Among the records, find the lines that hold the string "plant" and return them.

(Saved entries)

┄┄┄┄┄┄┄┄┄┄

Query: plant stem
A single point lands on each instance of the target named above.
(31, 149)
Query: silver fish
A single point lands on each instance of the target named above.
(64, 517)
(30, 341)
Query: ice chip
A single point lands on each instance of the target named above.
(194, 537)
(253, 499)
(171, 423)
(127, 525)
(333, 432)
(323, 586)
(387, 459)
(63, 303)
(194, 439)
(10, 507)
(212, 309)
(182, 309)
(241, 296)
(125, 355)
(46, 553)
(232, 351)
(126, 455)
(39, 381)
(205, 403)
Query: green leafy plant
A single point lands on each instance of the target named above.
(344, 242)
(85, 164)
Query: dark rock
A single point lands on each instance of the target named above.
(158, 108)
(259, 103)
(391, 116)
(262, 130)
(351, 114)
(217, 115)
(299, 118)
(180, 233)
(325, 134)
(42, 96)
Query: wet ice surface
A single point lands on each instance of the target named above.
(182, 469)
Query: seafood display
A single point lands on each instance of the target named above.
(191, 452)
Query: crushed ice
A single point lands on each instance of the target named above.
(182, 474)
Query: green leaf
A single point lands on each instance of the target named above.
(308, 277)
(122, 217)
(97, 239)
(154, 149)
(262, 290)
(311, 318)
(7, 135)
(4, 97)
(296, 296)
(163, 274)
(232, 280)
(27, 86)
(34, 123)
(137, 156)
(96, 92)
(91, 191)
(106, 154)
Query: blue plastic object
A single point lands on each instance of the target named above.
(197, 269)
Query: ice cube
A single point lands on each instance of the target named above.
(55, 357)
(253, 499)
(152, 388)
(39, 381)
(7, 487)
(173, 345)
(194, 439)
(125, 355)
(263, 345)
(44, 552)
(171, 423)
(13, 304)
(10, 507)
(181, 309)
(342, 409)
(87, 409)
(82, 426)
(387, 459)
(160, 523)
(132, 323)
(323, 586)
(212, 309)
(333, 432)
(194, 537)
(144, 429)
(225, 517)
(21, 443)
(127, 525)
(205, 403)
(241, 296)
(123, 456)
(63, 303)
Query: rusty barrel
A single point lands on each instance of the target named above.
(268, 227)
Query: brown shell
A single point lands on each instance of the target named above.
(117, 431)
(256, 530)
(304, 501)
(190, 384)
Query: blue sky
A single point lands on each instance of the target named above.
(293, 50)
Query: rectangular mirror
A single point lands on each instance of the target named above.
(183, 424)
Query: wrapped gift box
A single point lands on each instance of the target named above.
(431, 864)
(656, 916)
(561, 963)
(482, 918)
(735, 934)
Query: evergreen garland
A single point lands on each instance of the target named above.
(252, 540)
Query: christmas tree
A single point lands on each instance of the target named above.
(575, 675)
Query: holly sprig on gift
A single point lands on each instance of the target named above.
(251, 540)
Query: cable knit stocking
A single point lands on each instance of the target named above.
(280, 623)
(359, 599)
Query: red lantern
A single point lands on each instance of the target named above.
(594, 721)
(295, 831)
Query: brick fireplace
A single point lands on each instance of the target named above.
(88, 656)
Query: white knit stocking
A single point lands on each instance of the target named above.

┄┄┄┄┄┄┄┄┄┄

### [EXERCISE RESULT]
Query: plant stem
Query: green leafy plant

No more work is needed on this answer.